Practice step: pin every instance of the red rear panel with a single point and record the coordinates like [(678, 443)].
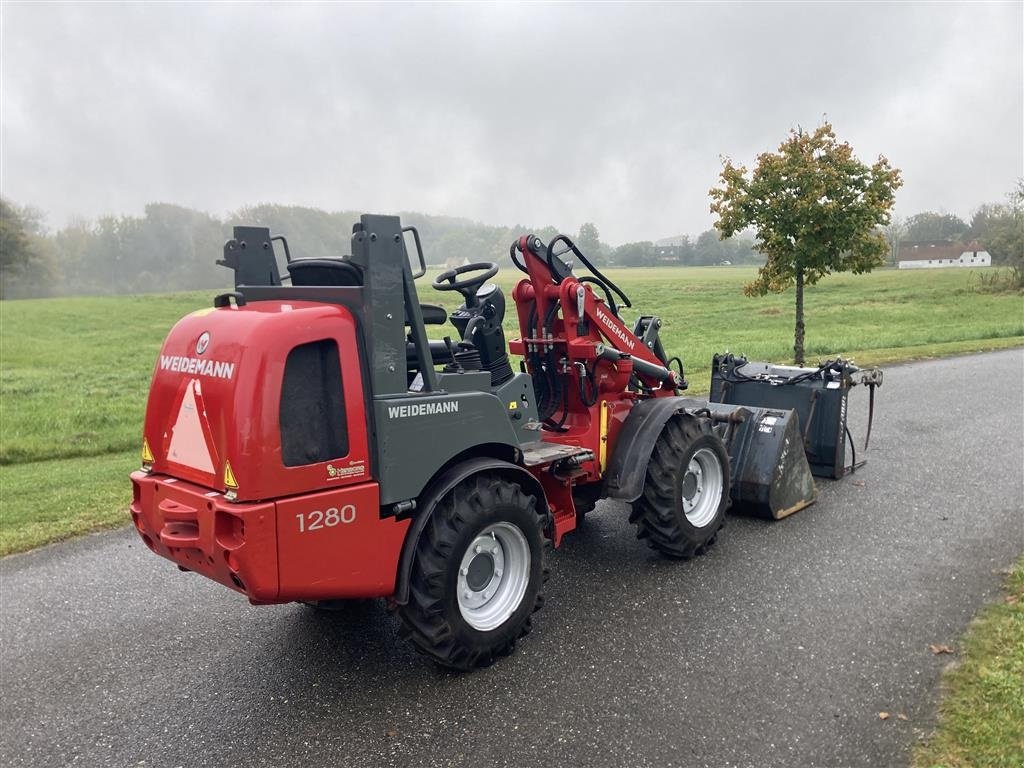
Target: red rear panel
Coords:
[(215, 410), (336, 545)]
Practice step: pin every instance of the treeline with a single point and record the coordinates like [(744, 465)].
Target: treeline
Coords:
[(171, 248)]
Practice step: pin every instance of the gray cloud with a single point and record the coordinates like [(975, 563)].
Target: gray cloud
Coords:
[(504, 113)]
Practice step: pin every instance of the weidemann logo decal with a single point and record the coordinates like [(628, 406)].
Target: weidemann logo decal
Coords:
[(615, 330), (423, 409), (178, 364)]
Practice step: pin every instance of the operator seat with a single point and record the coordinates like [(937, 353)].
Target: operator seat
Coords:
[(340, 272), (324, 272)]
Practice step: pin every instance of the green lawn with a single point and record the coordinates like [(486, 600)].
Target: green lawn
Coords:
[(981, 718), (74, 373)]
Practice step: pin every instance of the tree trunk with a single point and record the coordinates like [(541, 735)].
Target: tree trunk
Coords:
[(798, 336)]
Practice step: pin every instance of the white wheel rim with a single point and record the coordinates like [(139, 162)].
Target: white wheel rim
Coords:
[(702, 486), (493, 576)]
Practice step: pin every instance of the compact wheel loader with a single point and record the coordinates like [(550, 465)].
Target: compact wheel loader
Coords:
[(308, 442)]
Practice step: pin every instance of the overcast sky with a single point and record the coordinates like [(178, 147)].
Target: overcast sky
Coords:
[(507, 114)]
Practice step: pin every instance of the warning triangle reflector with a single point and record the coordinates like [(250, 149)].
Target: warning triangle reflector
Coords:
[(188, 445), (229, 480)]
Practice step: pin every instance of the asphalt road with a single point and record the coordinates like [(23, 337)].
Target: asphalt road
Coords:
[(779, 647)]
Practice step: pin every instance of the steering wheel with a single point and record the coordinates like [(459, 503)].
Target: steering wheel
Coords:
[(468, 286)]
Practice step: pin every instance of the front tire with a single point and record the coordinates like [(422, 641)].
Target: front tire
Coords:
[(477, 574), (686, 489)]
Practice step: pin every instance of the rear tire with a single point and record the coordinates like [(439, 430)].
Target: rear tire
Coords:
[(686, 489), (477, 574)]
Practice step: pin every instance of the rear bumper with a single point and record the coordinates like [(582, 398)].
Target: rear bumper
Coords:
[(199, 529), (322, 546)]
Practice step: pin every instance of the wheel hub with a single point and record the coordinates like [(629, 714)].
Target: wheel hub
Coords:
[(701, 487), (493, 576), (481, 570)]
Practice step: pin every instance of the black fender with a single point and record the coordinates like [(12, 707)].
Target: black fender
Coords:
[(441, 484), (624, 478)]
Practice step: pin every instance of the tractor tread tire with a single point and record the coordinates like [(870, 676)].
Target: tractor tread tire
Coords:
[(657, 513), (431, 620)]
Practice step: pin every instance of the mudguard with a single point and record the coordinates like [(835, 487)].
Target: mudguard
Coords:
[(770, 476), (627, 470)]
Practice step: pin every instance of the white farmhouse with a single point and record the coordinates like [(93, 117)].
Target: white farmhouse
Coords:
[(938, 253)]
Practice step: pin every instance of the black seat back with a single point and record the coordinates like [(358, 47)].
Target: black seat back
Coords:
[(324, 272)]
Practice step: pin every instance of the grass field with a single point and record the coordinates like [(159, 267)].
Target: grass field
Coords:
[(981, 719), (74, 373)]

□ □ □ □ □

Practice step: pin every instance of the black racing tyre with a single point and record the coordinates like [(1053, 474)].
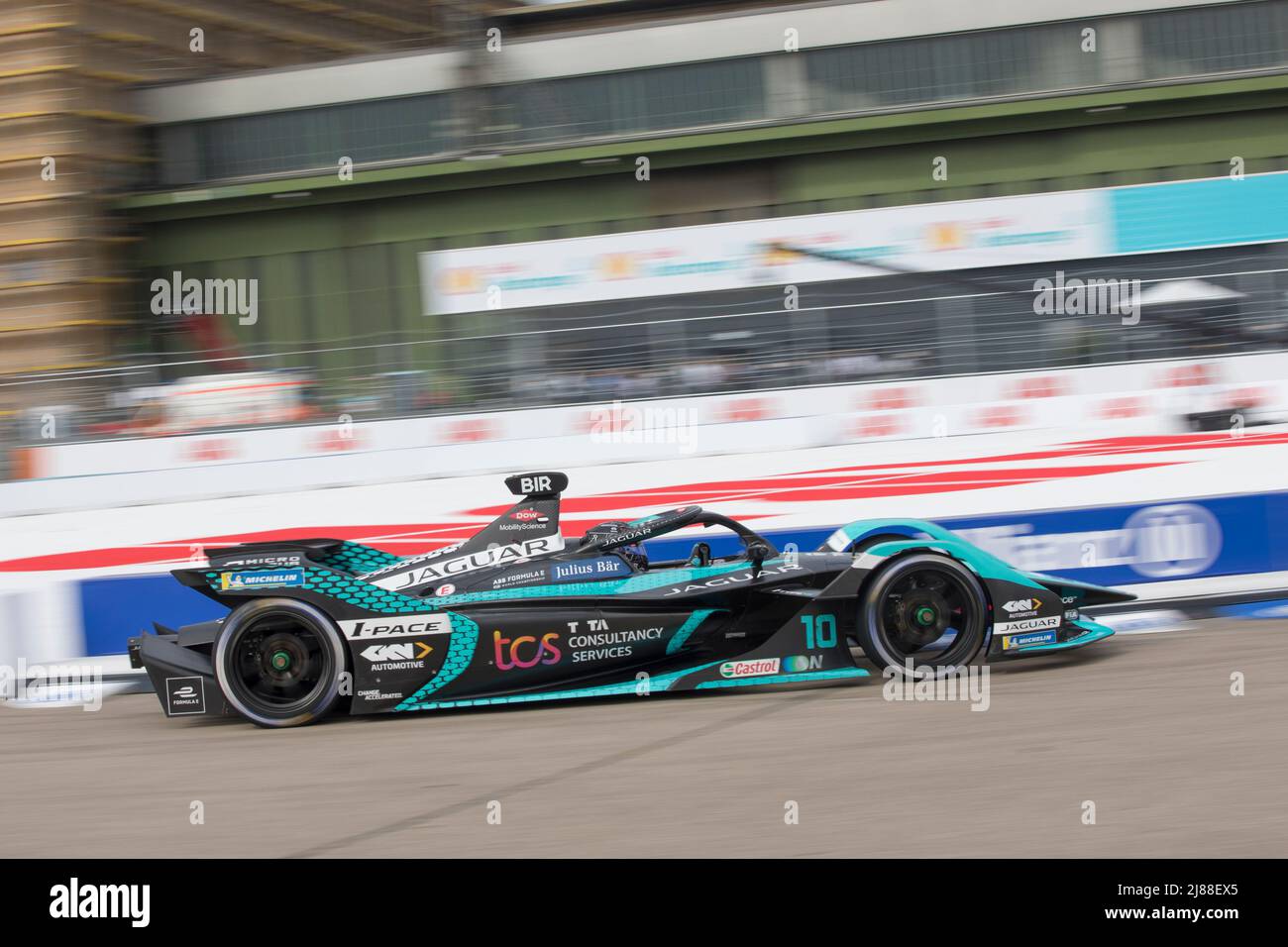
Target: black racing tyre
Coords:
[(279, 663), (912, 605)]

□ □ □ □ □

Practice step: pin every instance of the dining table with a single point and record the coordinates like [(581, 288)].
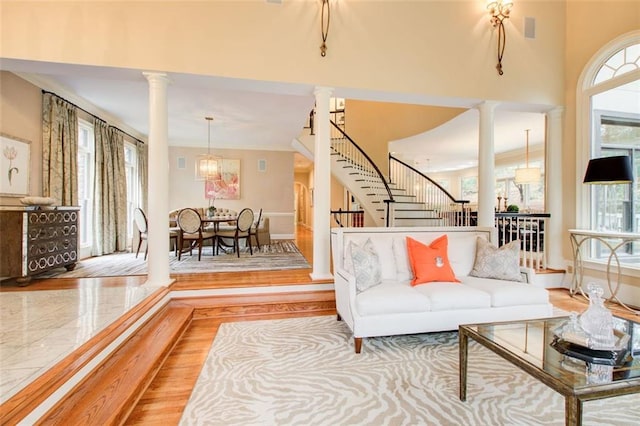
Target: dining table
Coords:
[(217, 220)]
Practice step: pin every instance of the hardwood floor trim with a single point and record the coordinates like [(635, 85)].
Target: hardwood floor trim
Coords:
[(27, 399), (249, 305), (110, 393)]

□ □ □ □ □

Please format the records from the line containing "Practice step: pin every instance of the steering" through the line containing "[(981, 719), (74, 373)]", both included, as a JSON list of strings with one string per line and blank lines left out.

[
  "Practice step: pin every instance of the steering wheel with a single point and record the coordinates like [(459, 503)].",
  "Target: steering wheel",
  "Coords:",
  "[(468, 286)]",
  "Practice step: pin every instance of the front tire with a single point and record the coordinates like [(422, 641)].",
  "Target: front tire",
  "Coords:",
  "[(477, 574), (686, 489)]",
  "Practice step: pin every instance of the rear tire with a single point and record the coordinates like [(439, 430)].",
  "Target: rear tire",
  "Coords:",
  "[(686, 489), (477, 574)]",
  "Practice step: pin every instance of the rear bumper with a single point and record the coordinates like [(582, 398)].",
  "Target: rear bumper",
  "Coords:",
  "[(199, 529), (322, 546)]",
  "Practice step: pin every instance of the wheel hub with a single point and record the coordinates like [(629, 714)].",
  "Target: wheel hub",
  "Coords:",
  "[(701, 487), (493, 576), (481, 570)]",
  "Practice step: pin every instance of the black fender with a single point and record the coordinates like [(12, 707)].",
  "Target: black fender",
  "Coords:",
  "[(441, 484), (624, 478)]",
  "Practice step: pin every instance of the tractor tread tire with a single point and record the coordinates like [(870, 676)].",
  "Target: tractor tread tire",
  "Coords:",
  "[(657, 513), (431, 620)]",
  "Practice step: pin every instance of the mudguard with a single point and record the coordinates like [(835, 487)].",
  "Target: mudguard",
  "Coords:",
  "[(770, 476), (627, 470)]",
  "Practice step: pin every instance of the white farmhouse with a single point and record the coordinates like [(93, 117)].",
  "Target: white farmhouse",
  "Coords:",
  "[(938, 253)]",
  "Practice step: pin every instance of the black seat back with a single point and record the coordinates like [(358, 47)].",
  "Target: black seat back",
  "Coords:",
  "[(324, 272)]",
  "Practice step: pin every instance of the grass field with a single point and record the coordinates like [(159, 267)].",
  "Target: grass field",
  "Coords:",
  "[(981, 719), (74, 373)]"
]